• WHAT YOU ARE ASKED TO DO: Which lines in the entries below contain the string "coordinates"? Locate each one and copy it in full, treating uppercase and lowercase as different.

• INFORMATION:

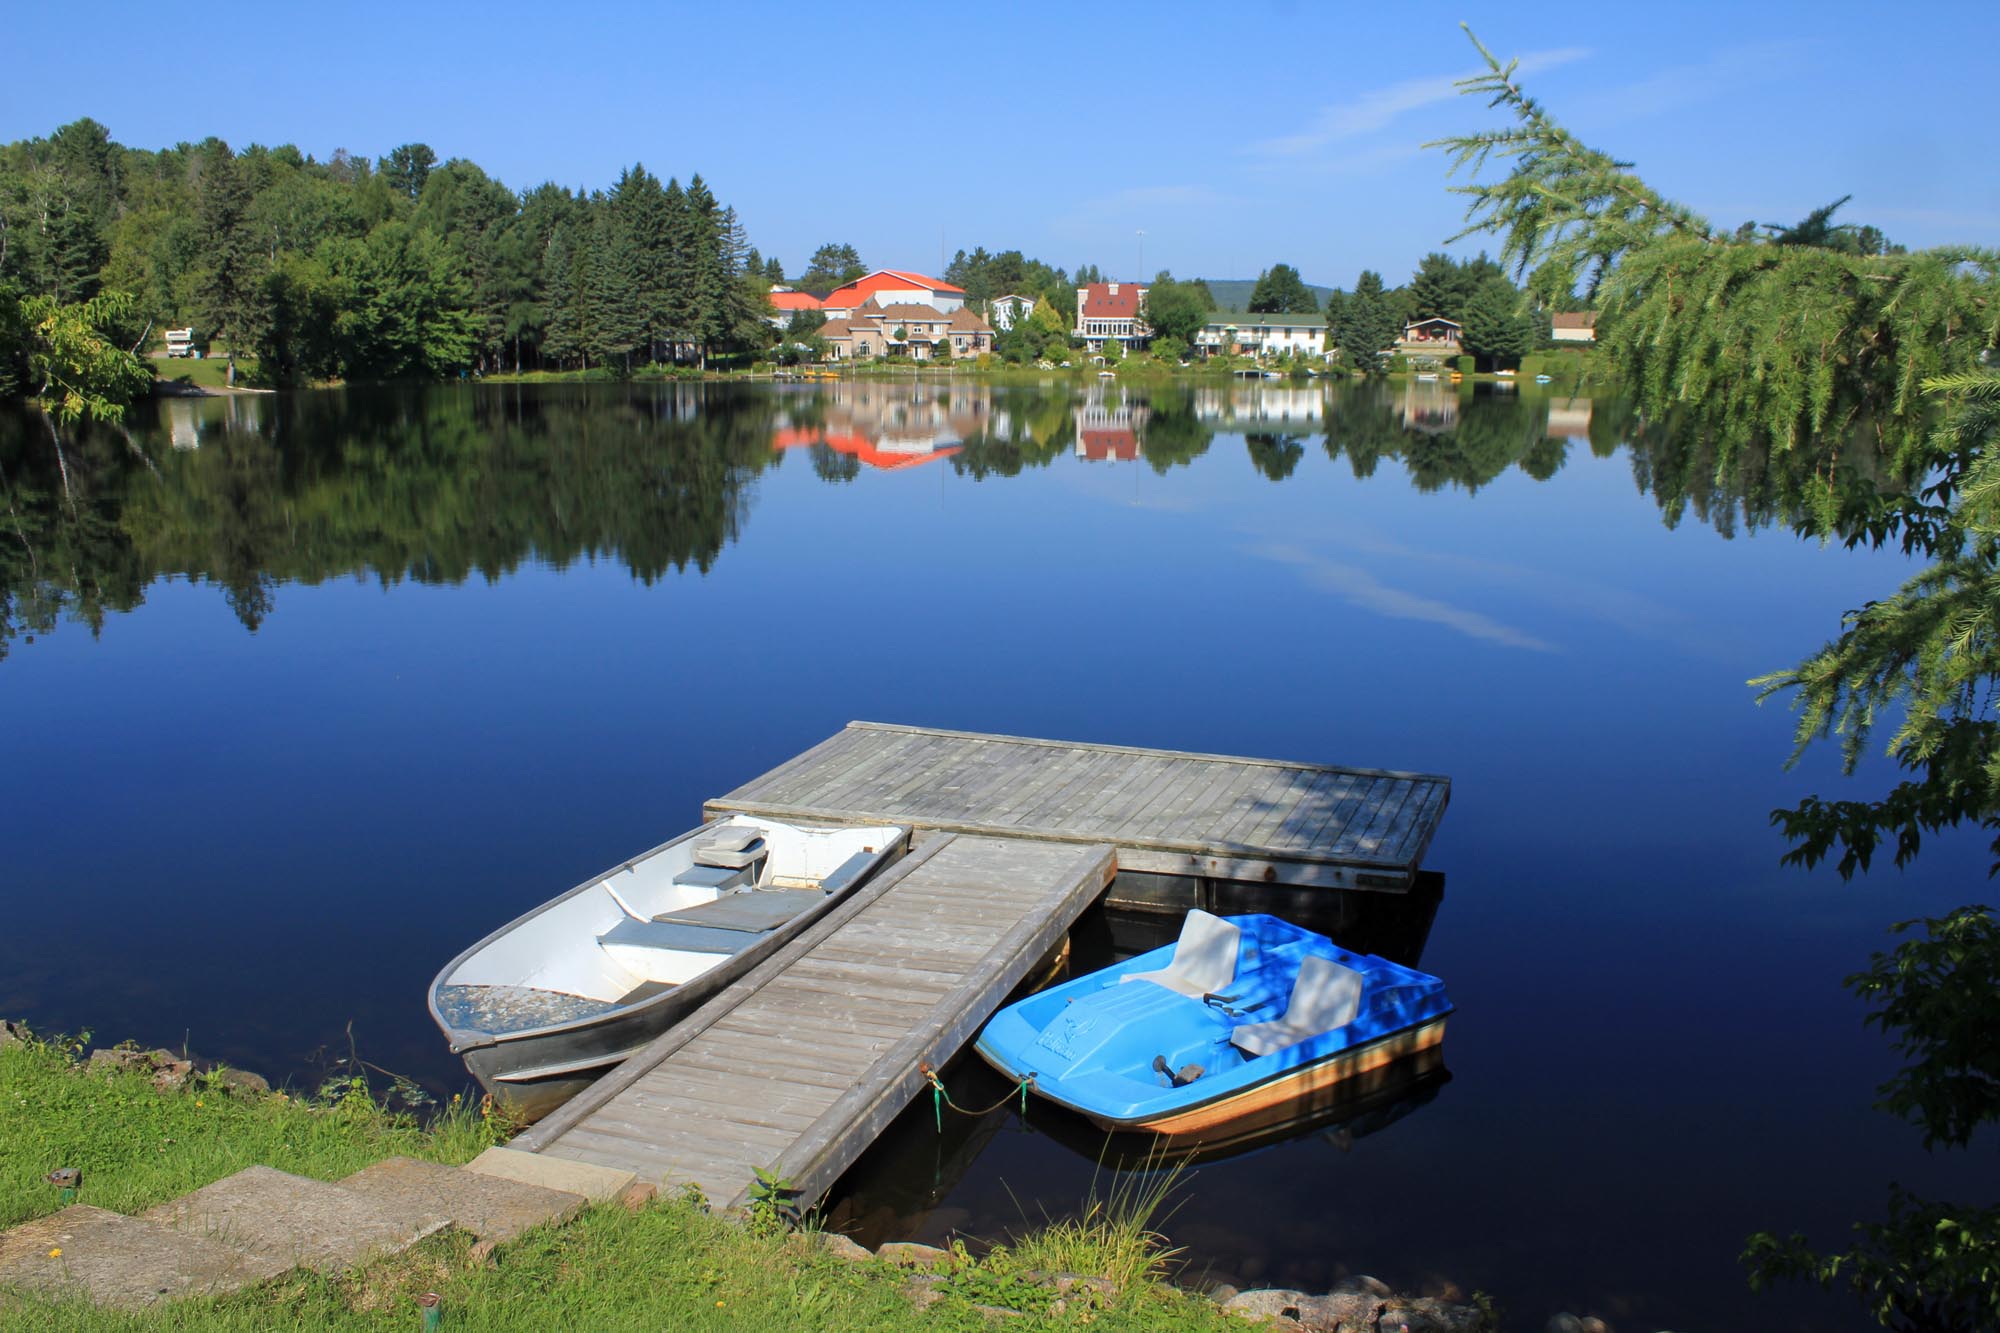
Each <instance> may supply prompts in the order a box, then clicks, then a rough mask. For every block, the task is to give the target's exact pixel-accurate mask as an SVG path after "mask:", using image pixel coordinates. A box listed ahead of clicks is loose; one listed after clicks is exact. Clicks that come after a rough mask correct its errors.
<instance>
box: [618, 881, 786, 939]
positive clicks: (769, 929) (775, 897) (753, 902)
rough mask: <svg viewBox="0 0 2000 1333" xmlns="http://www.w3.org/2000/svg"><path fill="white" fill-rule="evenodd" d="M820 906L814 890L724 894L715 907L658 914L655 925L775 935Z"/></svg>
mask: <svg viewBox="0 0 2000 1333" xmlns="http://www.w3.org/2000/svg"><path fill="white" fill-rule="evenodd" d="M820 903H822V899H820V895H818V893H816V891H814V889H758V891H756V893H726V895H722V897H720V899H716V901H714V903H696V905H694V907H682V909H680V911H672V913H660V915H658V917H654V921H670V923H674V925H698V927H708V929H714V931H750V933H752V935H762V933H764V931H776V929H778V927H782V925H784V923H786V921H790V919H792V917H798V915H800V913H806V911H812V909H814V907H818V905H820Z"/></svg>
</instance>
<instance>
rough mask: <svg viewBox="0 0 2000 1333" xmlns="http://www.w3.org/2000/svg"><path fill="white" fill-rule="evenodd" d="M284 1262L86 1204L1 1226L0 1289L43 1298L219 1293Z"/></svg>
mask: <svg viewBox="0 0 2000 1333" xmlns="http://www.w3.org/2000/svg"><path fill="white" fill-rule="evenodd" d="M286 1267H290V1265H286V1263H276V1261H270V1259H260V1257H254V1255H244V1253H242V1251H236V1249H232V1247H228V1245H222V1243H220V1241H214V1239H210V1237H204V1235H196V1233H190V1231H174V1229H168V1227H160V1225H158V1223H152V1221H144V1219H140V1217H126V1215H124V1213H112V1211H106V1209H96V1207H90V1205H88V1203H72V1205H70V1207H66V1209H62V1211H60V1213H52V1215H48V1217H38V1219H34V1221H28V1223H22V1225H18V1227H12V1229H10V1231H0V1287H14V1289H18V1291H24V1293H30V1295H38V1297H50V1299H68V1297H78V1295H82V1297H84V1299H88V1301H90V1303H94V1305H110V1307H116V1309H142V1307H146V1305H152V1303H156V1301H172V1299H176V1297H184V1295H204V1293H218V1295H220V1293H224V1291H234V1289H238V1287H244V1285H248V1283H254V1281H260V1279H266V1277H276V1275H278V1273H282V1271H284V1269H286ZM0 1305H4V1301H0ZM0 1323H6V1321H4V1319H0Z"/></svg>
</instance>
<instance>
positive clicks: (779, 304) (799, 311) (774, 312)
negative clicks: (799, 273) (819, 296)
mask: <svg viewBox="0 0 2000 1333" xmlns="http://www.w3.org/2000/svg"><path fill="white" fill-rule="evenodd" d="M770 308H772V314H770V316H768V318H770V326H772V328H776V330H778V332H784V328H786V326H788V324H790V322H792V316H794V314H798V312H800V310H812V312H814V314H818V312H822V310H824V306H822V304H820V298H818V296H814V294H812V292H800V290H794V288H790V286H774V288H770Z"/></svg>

* * *

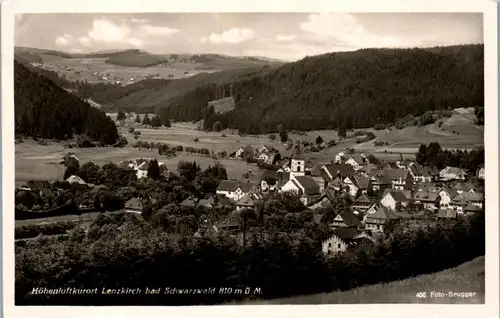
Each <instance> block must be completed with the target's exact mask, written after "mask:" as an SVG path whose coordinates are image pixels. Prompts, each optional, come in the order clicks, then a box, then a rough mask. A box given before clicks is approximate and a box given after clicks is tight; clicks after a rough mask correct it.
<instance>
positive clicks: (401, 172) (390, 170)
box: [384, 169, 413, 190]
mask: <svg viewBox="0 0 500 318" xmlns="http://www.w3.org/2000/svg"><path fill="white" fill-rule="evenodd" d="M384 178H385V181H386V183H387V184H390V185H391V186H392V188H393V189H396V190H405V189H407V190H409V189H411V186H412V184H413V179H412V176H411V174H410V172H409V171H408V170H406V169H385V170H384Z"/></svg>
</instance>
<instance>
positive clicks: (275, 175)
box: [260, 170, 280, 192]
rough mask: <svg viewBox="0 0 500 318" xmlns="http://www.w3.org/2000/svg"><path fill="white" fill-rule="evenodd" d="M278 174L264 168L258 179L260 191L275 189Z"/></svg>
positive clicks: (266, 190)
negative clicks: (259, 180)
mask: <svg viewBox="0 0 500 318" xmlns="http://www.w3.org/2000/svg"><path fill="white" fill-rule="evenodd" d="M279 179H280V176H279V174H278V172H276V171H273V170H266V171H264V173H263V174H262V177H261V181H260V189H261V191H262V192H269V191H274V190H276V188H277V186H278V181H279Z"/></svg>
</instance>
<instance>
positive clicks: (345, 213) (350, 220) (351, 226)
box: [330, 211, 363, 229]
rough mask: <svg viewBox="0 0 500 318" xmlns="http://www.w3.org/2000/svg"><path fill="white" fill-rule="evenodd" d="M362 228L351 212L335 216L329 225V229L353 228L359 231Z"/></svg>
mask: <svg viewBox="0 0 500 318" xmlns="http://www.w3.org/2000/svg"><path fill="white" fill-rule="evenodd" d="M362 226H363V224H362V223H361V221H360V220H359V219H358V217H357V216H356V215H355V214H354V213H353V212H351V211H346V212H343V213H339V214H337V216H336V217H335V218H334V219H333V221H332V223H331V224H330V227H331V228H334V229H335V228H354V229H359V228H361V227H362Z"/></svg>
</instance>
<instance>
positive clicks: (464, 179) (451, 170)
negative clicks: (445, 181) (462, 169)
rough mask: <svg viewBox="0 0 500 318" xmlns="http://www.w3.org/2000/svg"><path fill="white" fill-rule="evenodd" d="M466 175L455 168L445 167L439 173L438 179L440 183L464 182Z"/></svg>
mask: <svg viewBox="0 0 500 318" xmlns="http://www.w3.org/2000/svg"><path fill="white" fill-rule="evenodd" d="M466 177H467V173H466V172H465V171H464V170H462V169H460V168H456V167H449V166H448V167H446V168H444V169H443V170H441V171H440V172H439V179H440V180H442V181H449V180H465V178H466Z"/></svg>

==

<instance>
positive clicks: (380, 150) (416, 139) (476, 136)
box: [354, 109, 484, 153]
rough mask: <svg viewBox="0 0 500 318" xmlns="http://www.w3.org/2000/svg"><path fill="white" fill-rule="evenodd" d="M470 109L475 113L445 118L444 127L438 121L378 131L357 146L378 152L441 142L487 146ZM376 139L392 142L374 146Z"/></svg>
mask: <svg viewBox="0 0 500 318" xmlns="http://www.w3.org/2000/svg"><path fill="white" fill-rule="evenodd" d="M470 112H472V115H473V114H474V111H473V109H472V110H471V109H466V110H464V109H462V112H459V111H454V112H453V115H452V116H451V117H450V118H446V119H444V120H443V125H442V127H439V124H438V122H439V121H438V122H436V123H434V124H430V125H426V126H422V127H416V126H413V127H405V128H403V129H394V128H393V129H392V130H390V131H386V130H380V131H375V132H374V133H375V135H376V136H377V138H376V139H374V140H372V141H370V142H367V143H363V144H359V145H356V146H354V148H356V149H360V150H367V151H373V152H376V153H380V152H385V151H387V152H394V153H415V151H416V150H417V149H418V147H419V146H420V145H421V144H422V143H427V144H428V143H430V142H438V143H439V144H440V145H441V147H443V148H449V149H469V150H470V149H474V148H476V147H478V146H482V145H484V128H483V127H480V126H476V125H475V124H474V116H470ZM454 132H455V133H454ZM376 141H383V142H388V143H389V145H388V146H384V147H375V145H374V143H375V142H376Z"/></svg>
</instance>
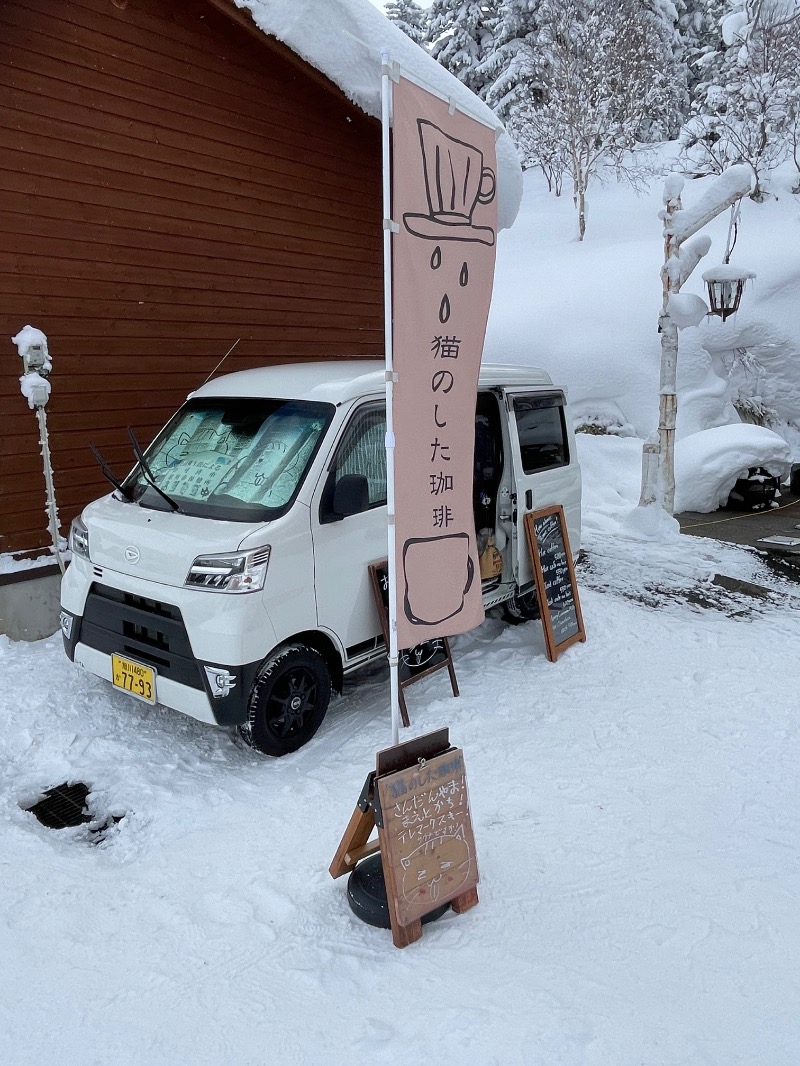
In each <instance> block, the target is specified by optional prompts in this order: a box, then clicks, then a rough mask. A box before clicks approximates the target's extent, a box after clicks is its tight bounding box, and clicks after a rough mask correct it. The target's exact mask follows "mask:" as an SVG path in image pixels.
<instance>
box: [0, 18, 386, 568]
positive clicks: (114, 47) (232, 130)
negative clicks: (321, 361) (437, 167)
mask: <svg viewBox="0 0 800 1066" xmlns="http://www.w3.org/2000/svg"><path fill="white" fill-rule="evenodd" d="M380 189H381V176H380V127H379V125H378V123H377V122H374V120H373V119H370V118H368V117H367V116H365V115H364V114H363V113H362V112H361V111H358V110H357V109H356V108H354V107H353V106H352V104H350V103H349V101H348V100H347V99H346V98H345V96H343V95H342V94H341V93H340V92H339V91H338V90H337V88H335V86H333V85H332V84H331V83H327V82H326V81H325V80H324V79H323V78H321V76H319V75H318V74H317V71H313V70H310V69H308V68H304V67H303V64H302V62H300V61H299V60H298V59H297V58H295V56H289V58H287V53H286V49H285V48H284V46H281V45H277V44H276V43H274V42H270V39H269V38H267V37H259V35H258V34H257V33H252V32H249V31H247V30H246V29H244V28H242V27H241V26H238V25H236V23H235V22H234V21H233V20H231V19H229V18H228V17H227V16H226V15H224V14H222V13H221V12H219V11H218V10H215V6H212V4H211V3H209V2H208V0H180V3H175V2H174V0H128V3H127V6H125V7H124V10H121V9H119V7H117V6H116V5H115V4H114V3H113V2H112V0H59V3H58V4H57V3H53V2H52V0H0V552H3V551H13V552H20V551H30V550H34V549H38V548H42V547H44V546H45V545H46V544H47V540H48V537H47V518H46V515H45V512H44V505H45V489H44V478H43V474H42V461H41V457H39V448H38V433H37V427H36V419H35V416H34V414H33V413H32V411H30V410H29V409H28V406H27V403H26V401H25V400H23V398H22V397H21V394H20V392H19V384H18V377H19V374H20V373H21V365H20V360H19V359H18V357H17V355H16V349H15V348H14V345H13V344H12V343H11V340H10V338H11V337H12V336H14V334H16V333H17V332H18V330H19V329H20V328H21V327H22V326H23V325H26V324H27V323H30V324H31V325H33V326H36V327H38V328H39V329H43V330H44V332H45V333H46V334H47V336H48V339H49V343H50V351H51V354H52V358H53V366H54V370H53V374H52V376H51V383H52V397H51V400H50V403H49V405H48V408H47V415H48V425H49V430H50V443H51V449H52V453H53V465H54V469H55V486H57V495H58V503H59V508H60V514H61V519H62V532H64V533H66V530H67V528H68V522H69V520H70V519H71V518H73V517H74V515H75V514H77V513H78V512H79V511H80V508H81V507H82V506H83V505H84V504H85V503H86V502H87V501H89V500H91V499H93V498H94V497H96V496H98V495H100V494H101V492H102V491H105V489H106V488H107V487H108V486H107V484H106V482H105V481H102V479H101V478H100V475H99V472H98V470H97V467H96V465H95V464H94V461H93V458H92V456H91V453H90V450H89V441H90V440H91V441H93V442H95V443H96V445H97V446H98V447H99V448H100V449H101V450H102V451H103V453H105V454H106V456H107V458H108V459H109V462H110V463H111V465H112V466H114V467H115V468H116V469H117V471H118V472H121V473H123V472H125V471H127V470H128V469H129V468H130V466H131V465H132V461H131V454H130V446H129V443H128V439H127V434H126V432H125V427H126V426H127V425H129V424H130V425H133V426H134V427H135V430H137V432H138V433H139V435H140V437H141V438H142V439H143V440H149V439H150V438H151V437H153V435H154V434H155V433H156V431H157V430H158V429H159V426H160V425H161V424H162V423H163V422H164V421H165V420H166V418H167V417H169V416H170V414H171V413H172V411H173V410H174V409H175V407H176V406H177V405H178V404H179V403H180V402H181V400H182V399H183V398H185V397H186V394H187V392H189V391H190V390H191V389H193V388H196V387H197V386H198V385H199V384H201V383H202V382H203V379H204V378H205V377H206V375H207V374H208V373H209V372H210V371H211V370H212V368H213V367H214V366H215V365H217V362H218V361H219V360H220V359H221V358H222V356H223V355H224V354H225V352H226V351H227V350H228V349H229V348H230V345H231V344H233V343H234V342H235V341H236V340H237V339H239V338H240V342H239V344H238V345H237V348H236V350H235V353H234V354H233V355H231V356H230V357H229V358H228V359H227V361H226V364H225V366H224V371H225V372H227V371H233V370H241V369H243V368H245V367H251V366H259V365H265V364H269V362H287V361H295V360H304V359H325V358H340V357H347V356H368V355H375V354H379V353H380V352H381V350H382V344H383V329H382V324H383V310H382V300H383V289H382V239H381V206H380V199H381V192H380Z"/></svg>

• REPLY:
Each <instance> may supply prompts in the order a box, then clicks, then a rough mask. For every block, the task is to give the target's exact pixel-accurate mask as an SVG path after "mask:", using image pixel coordinates. A box listed ahead of clicks is loose; one listed after clicks is exact. Clicks that come after a rough mask correct its errors.
Each <instance> block must be completed with the target's exact mask, written after "mask:" as an SVG path whose coordinates are image pixels. Prompts, each optional, come in the order clicks, then a box, then a rough mask. A box given before clicks is approximate and a box given after clicks is tight; clicks after a rough mask correct it.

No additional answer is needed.